====== RECORDS FOR THE TASK ======

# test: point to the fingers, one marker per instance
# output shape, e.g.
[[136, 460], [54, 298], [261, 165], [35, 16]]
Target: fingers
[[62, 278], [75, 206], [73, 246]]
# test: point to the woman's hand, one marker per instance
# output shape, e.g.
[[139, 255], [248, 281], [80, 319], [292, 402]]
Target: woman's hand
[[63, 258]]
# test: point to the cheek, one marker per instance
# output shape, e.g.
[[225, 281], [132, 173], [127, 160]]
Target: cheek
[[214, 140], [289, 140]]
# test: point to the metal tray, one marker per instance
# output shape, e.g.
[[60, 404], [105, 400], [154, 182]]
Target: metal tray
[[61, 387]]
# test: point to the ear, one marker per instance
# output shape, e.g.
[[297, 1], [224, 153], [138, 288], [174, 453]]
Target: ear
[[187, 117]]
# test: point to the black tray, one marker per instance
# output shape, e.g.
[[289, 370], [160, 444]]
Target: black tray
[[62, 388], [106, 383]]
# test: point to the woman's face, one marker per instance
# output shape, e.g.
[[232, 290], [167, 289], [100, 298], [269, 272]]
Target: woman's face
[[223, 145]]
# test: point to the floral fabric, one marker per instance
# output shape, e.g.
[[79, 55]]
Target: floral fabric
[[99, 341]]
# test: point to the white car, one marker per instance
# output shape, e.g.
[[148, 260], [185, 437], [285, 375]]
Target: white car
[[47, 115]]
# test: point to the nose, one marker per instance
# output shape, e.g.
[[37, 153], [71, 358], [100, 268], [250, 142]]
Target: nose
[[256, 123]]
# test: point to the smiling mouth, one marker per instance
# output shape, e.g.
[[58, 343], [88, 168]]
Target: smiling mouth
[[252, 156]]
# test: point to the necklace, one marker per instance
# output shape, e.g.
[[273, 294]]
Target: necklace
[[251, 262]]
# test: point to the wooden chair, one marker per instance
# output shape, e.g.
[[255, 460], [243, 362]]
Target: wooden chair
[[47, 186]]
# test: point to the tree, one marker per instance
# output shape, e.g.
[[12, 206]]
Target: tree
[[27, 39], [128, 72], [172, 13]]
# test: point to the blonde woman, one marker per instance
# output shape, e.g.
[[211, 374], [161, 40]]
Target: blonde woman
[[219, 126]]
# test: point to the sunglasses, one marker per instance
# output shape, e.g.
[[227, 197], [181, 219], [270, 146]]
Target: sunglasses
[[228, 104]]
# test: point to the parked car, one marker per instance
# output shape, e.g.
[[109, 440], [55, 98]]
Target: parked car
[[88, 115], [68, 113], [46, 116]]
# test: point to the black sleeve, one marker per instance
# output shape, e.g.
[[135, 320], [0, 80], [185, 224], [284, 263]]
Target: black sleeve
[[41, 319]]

======

TRY IT
Start with the line above that contains "[[232, 290], [167, 289], [100, 298], [269, 272]]" and end with the line that contains "# test: point to the nose, one". Write out those lines exactly, and only those.

EXERCISE RESPONSE
[[232, 290], [167, 289], [100, 298], [269, 272]]
Target: woman's face
[[223, 145]]
# test: point to the floral fabric, one marker per instance
# output shape, e.g.
[[79, 55]]
Target: floral fabric
[[99, 341]]
# test: point to the white car, one marker per instance
# output shape, e.g.
[[148, 260], [185, 437], [285, 375]]
Target: white car
[[47, 115]]
# test: point to the nose, one marker per instance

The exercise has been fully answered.